— START —

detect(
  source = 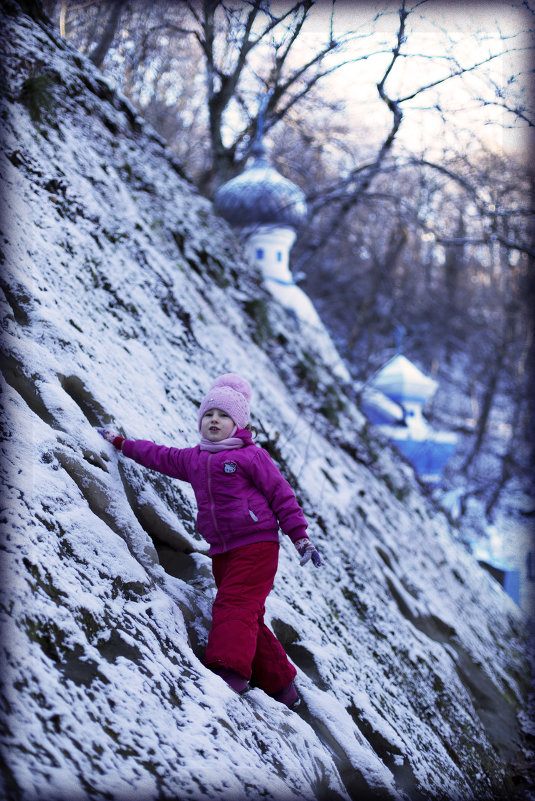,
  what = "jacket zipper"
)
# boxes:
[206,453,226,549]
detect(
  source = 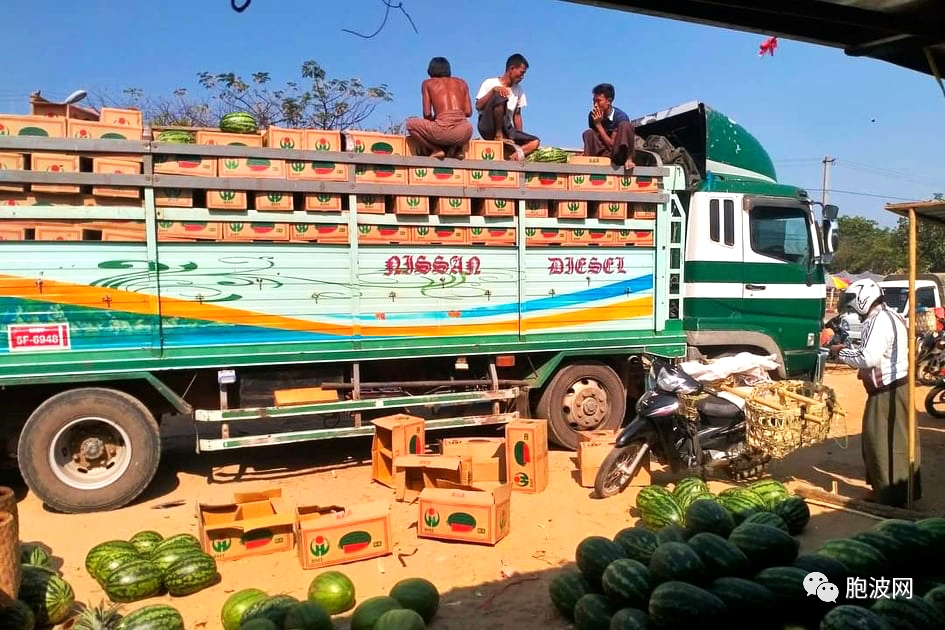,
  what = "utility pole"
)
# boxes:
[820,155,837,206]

— END —

▸ Description of the task
Identify every line above that contains the string "what" and reproduce each such line verbatim.

▸ Result of the task
  what = "jacket zipper"
  what = "utility pole"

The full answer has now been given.